Edit the lines below so that each "your help would be valued" reads "it would be appreciated", leaving everything else unchanged.
__________
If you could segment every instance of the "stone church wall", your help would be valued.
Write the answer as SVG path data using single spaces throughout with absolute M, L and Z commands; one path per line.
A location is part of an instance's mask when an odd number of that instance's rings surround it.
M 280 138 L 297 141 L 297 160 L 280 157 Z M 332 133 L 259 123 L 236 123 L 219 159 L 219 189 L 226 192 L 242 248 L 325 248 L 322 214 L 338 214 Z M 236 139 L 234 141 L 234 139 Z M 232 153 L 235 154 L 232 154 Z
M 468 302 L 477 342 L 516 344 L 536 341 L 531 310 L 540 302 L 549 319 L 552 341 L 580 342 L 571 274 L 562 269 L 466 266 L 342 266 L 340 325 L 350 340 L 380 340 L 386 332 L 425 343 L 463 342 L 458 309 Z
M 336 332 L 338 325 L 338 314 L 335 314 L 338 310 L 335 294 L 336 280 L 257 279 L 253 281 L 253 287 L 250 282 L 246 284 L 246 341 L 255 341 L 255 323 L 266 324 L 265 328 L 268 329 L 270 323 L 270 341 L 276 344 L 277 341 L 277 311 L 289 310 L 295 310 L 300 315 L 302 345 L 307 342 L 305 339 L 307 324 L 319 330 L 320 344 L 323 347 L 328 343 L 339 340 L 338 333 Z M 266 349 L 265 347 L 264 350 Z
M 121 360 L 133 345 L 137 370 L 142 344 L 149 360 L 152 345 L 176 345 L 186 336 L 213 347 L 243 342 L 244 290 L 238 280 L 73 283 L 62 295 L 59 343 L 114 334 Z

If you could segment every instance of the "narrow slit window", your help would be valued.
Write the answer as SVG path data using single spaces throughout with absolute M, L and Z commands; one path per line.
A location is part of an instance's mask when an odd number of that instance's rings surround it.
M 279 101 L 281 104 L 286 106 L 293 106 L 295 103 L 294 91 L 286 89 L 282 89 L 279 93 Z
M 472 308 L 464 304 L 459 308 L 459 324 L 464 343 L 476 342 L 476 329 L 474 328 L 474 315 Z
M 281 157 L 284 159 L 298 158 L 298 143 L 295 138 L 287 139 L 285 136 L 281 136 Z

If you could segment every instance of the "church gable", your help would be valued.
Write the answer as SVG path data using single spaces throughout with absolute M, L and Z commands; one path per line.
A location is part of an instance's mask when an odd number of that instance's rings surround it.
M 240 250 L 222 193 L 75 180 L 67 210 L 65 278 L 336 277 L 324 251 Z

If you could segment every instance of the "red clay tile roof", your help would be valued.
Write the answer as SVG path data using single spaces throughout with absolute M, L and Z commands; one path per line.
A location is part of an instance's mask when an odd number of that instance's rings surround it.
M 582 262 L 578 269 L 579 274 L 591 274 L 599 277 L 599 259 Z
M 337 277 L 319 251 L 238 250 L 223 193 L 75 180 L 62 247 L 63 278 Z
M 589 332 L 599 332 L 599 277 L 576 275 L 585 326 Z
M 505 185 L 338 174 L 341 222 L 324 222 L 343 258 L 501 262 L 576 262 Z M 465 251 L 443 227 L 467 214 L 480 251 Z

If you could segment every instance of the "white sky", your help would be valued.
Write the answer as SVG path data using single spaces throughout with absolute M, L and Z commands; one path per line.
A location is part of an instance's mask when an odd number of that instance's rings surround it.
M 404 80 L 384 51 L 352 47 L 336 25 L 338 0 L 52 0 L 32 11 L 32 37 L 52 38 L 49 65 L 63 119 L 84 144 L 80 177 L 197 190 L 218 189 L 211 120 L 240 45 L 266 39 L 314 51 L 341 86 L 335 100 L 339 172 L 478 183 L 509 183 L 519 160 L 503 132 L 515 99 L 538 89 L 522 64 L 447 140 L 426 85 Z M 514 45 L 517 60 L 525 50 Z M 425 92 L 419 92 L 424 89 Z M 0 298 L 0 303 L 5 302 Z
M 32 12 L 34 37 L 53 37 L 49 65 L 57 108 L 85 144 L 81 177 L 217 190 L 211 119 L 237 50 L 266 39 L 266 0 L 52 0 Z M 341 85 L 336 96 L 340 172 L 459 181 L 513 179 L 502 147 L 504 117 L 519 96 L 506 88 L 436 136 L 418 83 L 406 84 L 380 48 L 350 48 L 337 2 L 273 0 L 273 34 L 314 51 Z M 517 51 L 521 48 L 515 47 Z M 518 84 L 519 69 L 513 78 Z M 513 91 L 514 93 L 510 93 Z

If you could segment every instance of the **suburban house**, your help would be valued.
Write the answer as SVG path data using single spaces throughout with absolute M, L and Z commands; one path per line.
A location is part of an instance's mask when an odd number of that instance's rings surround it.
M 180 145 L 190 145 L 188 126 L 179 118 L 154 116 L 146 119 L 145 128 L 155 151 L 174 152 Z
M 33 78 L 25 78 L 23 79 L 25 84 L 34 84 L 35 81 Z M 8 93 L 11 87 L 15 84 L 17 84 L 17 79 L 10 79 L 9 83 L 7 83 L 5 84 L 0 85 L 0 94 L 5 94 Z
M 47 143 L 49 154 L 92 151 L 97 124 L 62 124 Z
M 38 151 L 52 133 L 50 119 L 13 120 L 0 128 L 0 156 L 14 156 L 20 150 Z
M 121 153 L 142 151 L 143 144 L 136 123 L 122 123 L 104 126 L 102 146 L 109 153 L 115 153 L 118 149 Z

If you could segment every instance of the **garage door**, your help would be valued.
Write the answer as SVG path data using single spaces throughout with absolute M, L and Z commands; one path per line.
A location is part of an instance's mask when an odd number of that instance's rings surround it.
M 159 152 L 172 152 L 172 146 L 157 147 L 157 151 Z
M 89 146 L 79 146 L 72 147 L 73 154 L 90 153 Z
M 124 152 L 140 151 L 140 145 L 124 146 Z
__________
■ **The answer**
If you could segment every instance of the "stone church wall", it would be appreciated.
Write the answer as SVG path data using single spaces throughout with absolute M, L and Z commands; one path per line.
A location is part of an instance's mask when an odd number of that instance's rings surround it.
M 280 138 L 297 141 L 297 160 L 280 157 Z M 332 133 L 259 123 L 236 123 L 219 159 L 219 189 L 226 192 L 242 248 L 325 248 L 322 214 L 338 214 Z M 236 139 L 234 141 L 234 139 Z M 232 153 L 235 154 L 232 154 Z
M 468 302 L 477 342 L 516 344 L 536 341 L 531 310 L 540 302 L 549 319 L 552 341 L 580 342 L 571 274 L 562 269 L 466 266 L 342 266 L 340 325 L 350 340 L 380 340 L 386 332 L 425 343 L 463 342 L 458 309 Z
M 336 332 L 338 325 L 338 314 L 335 314 L 338 310 L 335 294 L 336 280 L 257 279 L 253 281 L 253 287 L 250 282 L 246 284 L 246 341 L 255 341 L 255 323 L 266 324 L 265 328 L 268 329 L 270 323 L 270 341 L 276 344 L 277 341 L 277 311 L 289 310 L 295 310 L 300 315 L 302 345 L 307 342 L 305 339 L 307 324 L 319 330 L 320 344 L 323 347 L 328 343 L 339 340 L 338 333 Z M 266 349 L 265 347 L 264 350 Z
M 121 360 L 133 345 L 137 370 L 142 344 L 149 360 L 152 345 L 176 345 L 186 336 L 213 347 L 243 342 L 244 290 L 238 280 L 73 283 L 62 295 L 59 343 L 114 334 Z

If you could segment every instance of the "narrow slit window", it would be appreciated.
Write the answer as SVG path data using single spaces throughout with absolute M, L and Z commands; one path per line.
A location is part of an instance's mask when an odd number of that instance's rings surround it.
M 279 101 L 281 104 L 286 106 L 293 106 L 295 103 L 294 91 L 286 89 L 282 89 L 279 93 Z
M 472 308 L 464 304 L 459 308 L 459 324 L 464 343 L 476 342 L 476 329 L 474 328 L 474 315 Z
M 281 157 L 284 159 L 298 158 L 298 143 L 295 138 L 287 139 L 285 136 L 281 136 Z

If you could segment every instance of the "church gable", it would be appreciated.
Write the answer as SVG path data using single spaces throughout with absolute M, L and Z commands; one path per line.
A location is part of an instance's mask when an odd number of that instance's rings surround it.
M 240 250 L 222 193 L 75 180 L 67 210 L 65 278 L 336 277 L 324 251 Z

If you could segment every instance of the "red clay tile roof", it would be appreciated.
Write the answer as SVG path data using single spaces throughout with absolute M, L and Z commands; one path per line.
A location is part of an instance's mask when an odd number of that instance's rings surround it.
M 582 262 L 578 269 L 579 274 L 591 274 L 599 277 L 599 259 Z
M 337 277 L 319 251 L 238 250 L 223 193 L 75 180 L 62 247 L 63 278 Z
M 589 332 L 599 332 L 599 277 L 576 275 L 585 326 Z
M 505 185 L 338 174 L 341 222 L 324 222 L 343 258 L 501 262 L 576 262 Z M 465 251 L 443 227 L 467 214 L 480 251 Z

If you could segment every instance of the "white sky", it would be appreciated.
Write the answer as SVG path data using single spaces throughout with absolute M, L and Z commands; one path per line.
A location is part of an instance's mask when an odd number of that instance's rings surround it.
M 404 80 L 384 51 L 352 47 L 336 25 L 338 0 L 52 0 L 32 11 L 32 37 L 52 38 L 49 65 L 63 119 L 84 144 L 80 177 L 197 190 L 218 189 L 211 120 L 240 45 L 266 39 L 314 51 L 341 86 L 335 100 L 339 172 L 478 183 L 509 183 L 519 160 L 503 132 L 515 99 L 538 89 L 522 64 L 447 140 L 426 85 Z M 514 45 L 517 60 L 525 50 Z M 425 92 L 419 92 L 424 89 Z M 0 298 L 0 303 L 5 302 Z
M 32 12 L 34 37 L 53 37 L 49 65 L 57 108 L 85 144 L 81 177 L 217 190 L 211 119 L 237 50 L 266 39 L 266 0 L 52 0 Z M 341 85 L 336 96 L 340 172 L 459 181 L 513 179 L 502 147 L 504 117 L 519 96 L 506 88 L 436 136 L 418 83 L 406 84 L 380 48 L 350 48 L 337 2 L 273 0 L 273 34 L 314 51 Z M 517 51 L 521 48 L 515 47 Z M 518 84 L 519 69 L 513 78 Z M 513 91 L 514 93 L 510 93 Z

If you could segment every instance of the **suburban house**, it would be appreciated.
Write the answer as SVG path data using single spaces throughout with absolute M, L and Z commands; one path per line.
A location is part of an instance's mask when an odd number of that instance's rings surround it.
M 180 145 L 190 145 L 188 126 L 179 118 L 154 116 L 146 119 L 145 128 L 155 151 L 174 152 Z
M 33 78 L 25 78 L 23 79 L 25 84 L 34 84 L 35 81 Z M 8 93 L 11 87 L 15 84 L 17 84 L 17 79 L 10 79 L 9 83 L 7 83 L 5 84 L 0 85 L 0 94 L 5 94 Z
M 47 143 L 49 154 L 92 151 L 97 124 L 62 124 Z
M 38 151 L 52 133 L 50 119 L 13 120 L 0 128 L 0 156 L 14 156 L 20 150 Z
M 121 153 L 142 151 L 143 144 L 136 123 L 122 123 L 104 126 L 102 146 L 109 153 L 115 153 L 118 149 Z

If you could segment every instance of the **garage door**, it would be appreciated.
Write the answer as SVG path data using single spaces throughout with absolute M, L and Z commands; one path per line.
A location is part of an instance's mask when an odd number of that instance's rings surround it.
M 159 152 L 172 152 L 172 146 L 157 147 L 157 151 Z
M 89 146 L 79 146 L 72 147 L 73 154 L 90 153 Z
M 124 152 L 140 151 L 140 145 L 124 146 Z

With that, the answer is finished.